-- Study text follows --

News article

Weight Associated With Diabetes Risk Differs By Ethnicity

Posted:  Tuesday, July 15, 2014

Studies prove Blacks, Asians and Hispanics are more likely to get type 2 diabetes than the whites but it is also easier for the minorities to cut back the risks by better lifestyle habits. Also the weight of the plays a major role to get diabetes. The chance of developing diabetes, heart disease, and other weight-related health risks increases with increasing body mass index (BMI).

Body mass index (BMI) is a measure of weight in relation to height used to assess health risks. The Centers for Disease Control and Prevention (CDC) defines overweight as a BMI of 25 to 29.9 and obesity as a BMI of 30 and above.

The study comes from researchers at the Institute of Cardiovascular and Medical Sciences at the University Of Glasgow, Scotland, who examined data on nearly half a million middle-aged adults in the UK.

-- Study text concluded --
-- Data records follows --

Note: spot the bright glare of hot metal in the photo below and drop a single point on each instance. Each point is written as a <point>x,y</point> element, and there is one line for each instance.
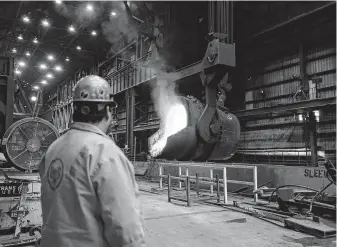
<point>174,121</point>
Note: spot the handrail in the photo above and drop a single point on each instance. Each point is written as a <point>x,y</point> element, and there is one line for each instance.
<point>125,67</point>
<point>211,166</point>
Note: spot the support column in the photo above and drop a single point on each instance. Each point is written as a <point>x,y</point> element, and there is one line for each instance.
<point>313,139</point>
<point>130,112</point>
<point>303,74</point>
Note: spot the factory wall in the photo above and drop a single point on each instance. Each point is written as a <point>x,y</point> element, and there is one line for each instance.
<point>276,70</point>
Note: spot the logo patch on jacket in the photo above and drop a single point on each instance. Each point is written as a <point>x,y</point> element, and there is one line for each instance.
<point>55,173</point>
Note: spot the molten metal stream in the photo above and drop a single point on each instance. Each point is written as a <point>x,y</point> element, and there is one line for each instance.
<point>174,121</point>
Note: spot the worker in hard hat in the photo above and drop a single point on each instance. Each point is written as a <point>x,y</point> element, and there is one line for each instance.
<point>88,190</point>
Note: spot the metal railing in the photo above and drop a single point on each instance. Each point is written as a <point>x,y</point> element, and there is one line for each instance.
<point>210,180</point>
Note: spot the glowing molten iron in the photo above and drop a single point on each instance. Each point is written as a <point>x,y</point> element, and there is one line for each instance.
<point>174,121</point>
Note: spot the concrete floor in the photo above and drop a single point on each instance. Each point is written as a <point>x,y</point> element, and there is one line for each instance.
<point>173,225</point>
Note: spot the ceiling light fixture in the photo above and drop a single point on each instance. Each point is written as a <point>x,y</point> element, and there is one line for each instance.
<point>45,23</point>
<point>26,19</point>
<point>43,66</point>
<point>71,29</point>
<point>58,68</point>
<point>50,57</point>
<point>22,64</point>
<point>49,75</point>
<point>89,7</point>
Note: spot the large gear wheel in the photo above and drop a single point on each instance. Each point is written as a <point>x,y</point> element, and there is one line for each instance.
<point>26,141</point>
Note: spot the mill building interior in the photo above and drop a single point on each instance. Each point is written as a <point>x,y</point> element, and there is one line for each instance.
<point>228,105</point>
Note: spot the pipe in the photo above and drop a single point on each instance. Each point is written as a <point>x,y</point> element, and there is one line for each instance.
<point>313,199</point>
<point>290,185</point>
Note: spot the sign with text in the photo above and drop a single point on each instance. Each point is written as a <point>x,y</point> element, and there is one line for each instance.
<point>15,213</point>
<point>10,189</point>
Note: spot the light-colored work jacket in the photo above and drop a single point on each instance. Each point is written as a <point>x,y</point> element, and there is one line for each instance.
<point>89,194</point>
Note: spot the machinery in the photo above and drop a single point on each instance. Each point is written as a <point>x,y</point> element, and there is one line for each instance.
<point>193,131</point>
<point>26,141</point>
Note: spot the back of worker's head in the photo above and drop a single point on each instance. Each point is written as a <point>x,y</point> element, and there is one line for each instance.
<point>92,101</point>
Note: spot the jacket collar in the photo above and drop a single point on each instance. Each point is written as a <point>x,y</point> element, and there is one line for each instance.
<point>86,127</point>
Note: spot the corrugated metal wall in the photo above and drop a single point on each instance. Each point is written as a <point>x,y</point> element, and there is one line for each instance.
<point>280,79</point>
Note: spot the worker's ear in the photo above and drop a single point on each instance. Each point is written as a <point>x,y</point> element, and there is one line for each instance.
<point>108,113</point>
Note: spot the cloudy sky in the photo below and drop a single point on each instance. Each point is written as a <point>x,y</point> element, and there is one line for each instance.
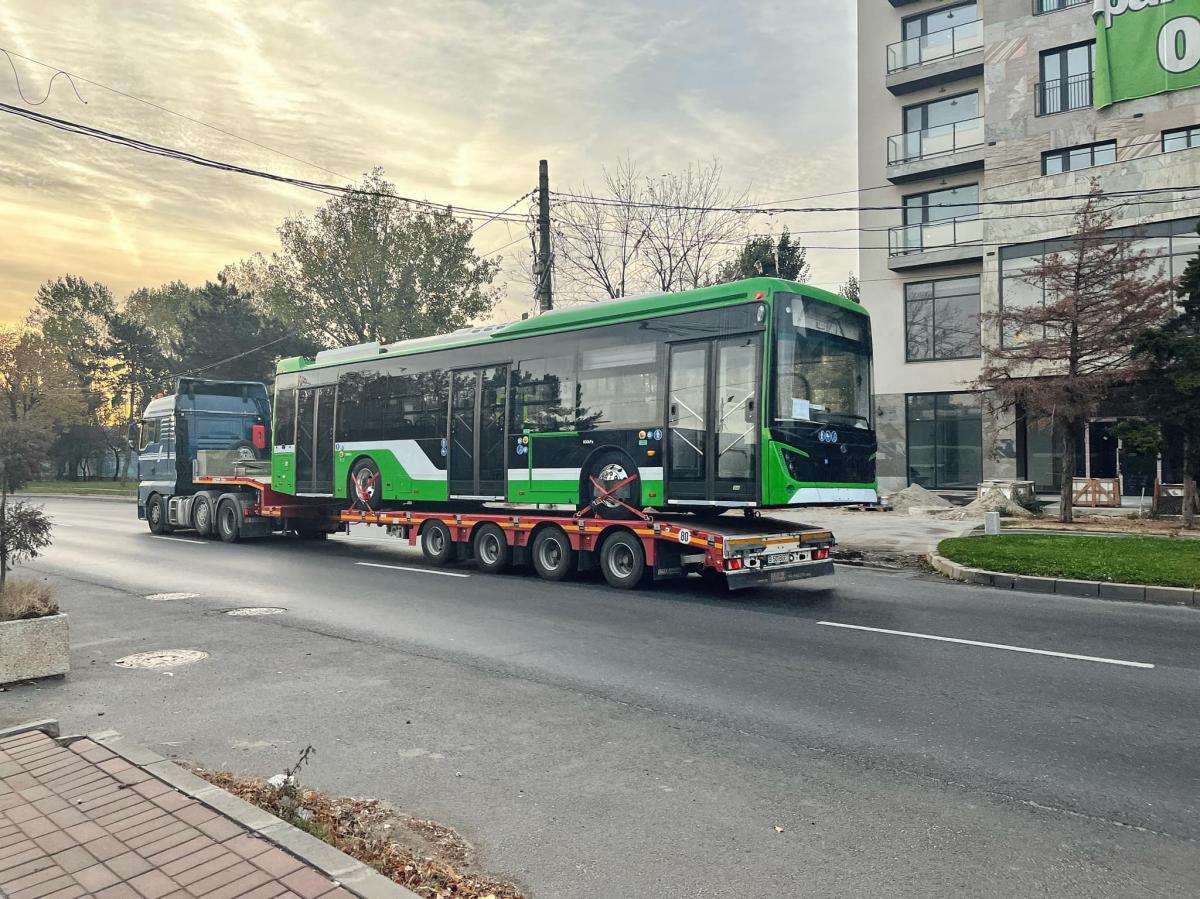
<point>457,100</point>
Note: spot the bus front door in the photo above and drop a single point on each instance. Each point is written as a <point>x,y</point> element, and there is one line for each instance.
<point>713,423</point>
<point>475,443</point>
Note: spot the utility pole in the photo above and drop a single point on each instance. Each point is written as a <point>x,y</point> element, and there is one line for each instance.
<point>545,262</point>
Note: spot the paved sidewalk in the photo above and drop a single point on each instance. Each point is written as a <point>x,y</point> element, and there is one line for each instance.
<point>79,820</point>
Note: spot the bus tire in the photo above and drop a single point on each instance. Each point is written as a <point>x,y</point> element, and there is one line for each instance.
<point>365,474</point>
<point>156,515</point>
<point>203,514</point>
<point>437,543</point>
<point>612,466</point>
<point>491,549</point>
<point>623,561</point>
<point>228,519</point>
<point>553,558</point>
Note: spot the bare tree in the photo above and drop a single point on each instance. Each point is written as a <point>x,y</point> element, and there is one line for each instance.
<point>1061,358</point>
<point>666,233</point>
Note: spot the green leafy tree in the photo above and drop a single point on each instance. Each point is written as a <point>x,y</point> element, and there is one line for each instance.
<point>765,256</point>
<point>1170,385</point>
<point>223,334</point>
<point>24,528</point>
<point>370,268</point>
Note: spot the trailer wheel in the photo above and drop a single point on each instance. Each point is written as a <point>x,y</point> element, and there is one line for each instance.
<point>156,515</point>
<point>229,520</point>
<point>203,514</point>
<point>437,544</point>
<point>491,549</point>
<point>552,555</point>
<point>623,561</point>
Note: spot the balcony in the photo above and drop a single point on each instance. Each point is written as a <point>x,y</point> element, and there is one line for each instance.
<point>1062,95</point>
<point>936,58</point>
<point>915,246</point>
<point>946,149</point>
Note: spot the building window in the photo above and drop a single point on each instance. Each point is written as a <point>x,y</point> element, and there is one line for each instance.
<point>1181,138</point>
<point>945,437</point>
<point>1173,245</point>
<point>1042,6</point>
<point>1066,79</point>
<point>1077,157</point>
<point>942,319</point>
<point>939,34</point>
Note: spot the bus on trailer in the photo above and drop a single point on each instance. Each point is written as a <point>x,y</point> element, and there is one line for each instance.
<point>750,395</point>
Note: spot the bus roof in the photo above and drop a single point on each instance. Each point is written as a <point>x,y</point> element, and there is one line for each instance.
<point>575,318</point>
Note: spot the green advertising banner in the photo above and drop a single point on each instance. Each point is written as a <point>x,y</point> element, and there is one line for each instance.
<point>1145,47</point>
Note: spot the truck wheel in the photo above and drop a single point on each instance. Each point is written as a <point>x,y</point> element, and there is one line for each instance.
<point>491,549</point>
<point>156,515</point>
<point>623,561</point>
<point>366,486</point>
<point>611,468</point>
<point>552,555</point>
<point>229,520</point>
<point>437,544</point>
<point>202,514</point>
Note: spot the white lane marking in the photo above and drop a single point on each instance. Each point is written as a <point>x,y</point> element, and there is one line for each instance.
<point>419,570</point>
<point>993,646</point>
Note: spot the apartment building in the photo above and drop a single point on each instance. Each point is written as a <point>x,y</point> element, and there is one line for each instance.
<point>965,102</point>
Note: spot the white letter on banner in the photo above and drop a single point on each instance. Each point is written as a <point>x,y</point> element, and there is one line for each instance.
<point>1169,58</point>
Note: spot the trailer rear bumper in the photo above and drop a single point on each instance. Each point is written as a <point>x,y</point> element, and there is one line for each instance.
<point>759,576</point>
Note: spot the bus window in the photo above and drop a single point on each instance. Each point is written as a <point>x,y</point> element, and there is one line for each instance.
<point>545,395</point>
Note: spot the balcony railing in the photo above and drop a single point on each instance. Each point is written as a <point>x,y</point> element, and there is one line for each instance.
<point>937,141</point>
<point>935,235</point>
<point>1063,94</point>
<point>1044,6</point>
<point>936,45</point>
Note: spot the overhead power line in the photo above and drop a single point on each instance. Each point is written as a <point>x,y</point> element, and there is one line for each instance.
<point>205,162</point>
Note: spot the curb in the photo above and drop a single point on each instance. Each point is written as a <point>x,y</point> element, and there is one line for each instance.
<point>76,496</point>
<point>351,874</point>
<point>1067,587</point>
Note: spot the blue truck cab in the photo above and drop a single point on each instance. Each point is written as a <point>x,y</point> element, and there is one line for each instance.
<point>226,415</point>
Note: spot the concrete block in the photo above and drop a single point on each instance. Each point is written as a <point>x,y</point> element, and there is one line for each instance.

-- Data records concluded --

**What to do:** Copy the passage of the diabetes article above from "Studies prove Blacks, Asians" up to and including "adults in the UK.".

**Response to this task:**
Studies prove Blacks, Asians and Hispanics are more likely to get type 2 diabetes than the whites but it is also easier for the minorities to cut back the risks by better lifestyle habits. Also the weight of the plays a major role to get diabetes. The chance of developing diabetes, heart disease, and other weight-related health risks increases with increasing body mass index (BMI).

Body mass index (BMI) is a measure of weight in relation to height used to assess health risks. The Centers for Disease Control and Prevention (CDC) defines overweight as a BMI of 25 to 29.9 and obesity as a BMI of 30 and above.

The study comes from researchers at the Institute of Cardiovascular and Medical Sciences at the University Of Glasgow, Scotland, who examined data on nearly half a million middle-aged adults in the UK.